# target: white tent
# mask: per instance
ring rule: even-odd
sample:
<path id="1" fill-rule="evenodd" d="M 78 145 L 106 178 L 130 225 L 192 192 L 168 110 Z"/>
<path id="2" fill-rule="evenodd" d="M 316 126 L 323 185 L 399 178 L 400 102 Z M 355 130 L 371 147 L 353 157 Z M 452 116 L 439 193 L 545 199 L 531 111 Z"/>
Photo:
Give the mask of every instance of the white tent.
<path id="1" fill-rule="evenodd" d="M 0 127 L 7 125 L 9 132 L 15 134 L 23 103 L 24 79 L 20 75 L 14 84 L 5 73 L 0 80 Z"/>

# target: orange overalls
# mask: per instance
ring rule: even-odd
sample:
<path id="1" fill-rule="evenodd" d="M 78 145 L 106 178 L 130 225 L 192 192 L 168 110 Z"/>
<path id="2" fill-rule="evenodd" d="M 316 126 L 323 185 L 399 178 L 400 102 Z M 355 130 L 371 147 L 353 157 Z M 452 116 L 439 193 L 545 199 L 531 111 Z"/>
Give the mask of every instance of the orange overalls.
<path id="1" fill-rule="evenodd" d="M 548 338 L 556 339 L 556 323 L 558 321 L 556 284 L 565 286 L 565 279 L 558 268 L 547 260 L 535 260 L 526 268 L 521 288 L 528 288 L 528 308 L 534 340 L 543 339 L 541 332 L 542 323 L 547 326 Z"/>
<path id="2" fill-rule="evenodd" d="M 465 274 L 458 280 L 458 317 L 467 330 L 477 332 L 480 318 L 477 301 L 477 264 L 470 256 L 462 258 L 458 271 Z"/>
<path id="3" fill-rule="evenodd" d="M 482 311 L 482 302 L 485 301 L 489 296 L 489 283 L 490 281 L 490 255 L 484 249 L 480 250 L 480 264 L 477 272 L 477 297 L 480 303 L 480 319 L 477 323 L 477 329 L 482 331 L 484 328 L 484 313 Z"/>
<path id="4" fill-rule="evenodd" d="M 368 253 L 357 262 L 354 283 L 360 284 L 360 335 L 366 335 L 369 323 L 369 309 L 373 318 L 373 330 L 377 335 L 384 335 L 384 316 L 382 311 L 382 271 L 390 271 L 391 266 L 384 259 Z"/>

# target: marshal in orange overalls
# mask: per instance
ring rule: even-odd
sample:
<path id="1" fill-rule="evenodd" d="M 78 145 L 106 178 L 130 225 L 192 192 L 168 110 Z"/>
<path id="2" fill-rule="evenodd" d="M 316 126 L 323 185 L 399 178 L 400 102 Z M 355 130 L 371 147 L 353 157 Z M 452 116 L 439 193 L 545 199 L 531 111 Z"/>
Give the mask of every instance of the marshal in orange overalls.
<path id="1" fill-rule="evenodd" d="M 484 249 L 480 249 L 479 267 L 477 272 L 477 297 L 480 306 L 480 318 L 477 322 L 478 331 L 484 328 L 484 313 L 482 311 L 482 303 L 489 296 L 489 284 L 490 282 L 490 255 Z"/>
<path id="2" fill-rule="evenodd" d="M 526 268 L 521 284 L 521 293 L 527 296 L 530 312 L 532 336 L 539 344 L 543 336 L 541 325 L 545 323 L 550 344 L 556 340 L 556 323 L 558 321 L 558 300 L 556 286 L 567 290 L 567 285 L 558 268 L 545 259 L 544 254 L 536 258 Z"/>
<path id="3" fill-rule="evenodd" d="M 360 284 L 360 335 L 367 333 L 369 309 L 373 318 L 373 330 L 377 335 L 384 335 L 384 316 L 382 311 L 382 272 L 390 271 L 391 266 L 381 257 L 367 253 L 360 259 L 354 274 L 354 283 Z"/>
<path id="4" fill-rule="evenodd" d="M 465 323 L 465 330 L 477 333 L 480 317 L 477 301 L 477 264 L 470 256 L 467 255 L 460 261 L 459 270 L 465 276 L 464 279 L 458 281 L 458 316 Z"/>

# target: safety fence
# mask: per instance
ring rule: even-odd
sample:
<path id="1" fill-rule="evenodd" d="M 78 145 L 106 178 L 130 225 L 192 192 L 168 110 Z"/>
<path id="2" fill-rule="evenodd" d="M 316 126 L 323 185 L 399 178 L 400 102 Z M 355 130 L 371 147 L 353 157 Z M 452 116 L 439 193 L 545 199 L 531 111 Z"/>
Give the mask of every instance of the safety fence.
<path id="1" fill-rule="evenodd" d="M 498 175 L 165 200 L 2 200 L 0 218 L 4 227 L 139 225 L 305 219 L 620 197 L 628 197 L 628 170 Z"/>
========================================================================
Aim of the task: Rename "safety fence" to "crowd barrier" throughout the listing above, and write the listing out again with everything else left as it is.

Solution for this problem:
# target: white tent
# mask: per instance
ring rule: even-odd
sample:
<path id="1" fill-rule="evenodd" d="M 78 145 L 106 178 L 130 225 L 192 192 L 168 110 Z"/>
<path id="2" fill-rule="evenodd" d="M 316 126 L 323 185 L 399 178 L 400 102 Z M 355 130 L 371 147 L 353 157 Z M 452 116 L 439 193 L 545 199 L 531 111 Z"/>
Photo:
Give the mask of every instance of the white tent.
<path id="1" fill-rule="evenodd" d="M 0 127 L 7 125 L 9 132 L 15 134 L 23 103 L 24 79 L 20 75 L 14 84 L 5 73 L 0 80 Z"/>

# target: orange overalls
# mask: per instance
ring rule: even-odd
sample:
<path id="1" fill-rule="evenodd" d="M 78 145 L 106 178 L 130 225 L 192 192 L 168 110 Z"/>
<path id="2" fill-rule="evenodd" d="M 316 126 L 323 185 L 399 178 L 400 102 Z M 355 130 L 371 147 L 353 157 Z M 452 116 L 439 193 L 545 199 L 531 111 Z"/>
Give the mask of every instance of the orange overalls.
<path id="1" fill-rule="evenodd" d="M 548 338 L 556 339 L 556 323 L 558 321 L 556 284 L 565 286 L 565 279 L 558 268 L 547 260 L 535 260 L 526 268 L 521 288 L 528 288 L 528 308 L 534 340 L 543 339 L 541 332 L 542 323 L 547 326 Z"/>
<path id="2" fill-rule="evenodd" d="M 465 274 L 458 280 L 458 317 L 467 330 L 477 332 L 480 318 L 477 301 L 477 264 L 470 256 L 462 258 L 458 271 Z"/>
<path id="3" fill-rule="evenodd" d="M 482 311 L 482 302 L 485 301 L 489 296 L 489 283 L 490 281 L 490 255 L 484 249 L 480 250 L 480 264 L 477 272 L 477 297 L 480 303 L 480 319 L 477 323 L 477 329 L 482 331 L 484 328 L 484 313 Z"/>
<path id="4" fill-rule="evenodd" d="M 368 253 L 357 262 L 354 283 L 360 284 L 360 335 L 366 335 L 369 323 L 369 309 L 373 318 L 373 330 L 377 335 L 384 335 L 384 316 L 382 311 L 382 271 L 390 271 L 391 266 L 384 259 Z"/>

# target: marshal in orange overalls
# mask: per instance
ring rule: even-odd
sample:
<path id="1" fill-rule="evenodd" d="M 78 145 L 106 178 L 130 225 L 192 192 L 168 110 Z"/>
<path id="2" fill-rule="evenodd" d="M 316 126 L 323 185 L 399 178 L 400 102 Z M 355 130 L 371 147 L 353 157 Z M 452 116 L 439 193 L 545 199 L 531 111 Z"/>
Give the mask of every instance of the marshal in orange overalls.
<path id="1" fill-rule="evenodd" d="M 484 249 L 480 249 L 479 267 L 477 272 L 477 297 L 480 306 L 480 318 L 477 322 L 478 331 L 484 328 L 484 313 L 482 311 L 482 303 L 489 296 L 489 284 L 490 282 L 490 255 Z"/>
<path id="2" fill-rule="evenodd" d="M 526 268 L 521 284 L 521 293 L 527 296 L 530 312 L 532 336 L 539 344 L 543 336 L 541 325 L 545 323 L 550 344 L 556 340 L 556 323 L 558 321 L 558 300 L 556 286 L 567 290 L 567 285 L 558 268 L 545 259 L 544 254 L 536 258 Z"/>
<path id="3" fill-rule="evenodd" d="M 360 284 L 360 335 L 367 333 L 369 309 L 373 318 L 373 330 L 377 335 L 384 335 L 384 316 L 382 311 L 382 272 L 390 271 L 391 266 L 381 257 L 367 253 L 360 259 L 354 274 L 354 283 Z"/>
<path id="4" fill-rule="evenodd" d="M 465 323 L 465 330 L 477 333 L 480 317 L 477 301 L 477 264 L 470 256 L 467 255 L 460 261 L 459 270 L 465 276 L 464 279 L 458 281 L 458 316 Z"/>

# target: crowd barrier
# mask: per instance
ring rule: even-odd
sample:
<path id="1" fill-rule="evenodd" d="M 78 145 L 106 178 L 130 225 L 192 192 L 168 110 Z"/>
<path id="2" fill-rule="evenodd" d="M 316 126 L 323 185 L 399 178 L 400 102 Z M 355 130 L 371 147 L 353 157 Z M 452 116 L 439 193 L 545 199 L 531 111 Z"/>
Give the mask of every instance of the crowd barrier.
<path id="1" fill-rule="evenodd" d="M 498 175 L 165 200 L 2 200 L 0 218 L 4 227 L 139 225 L 305 219 L 620 197 L 628 197 L 628 170 Z"/>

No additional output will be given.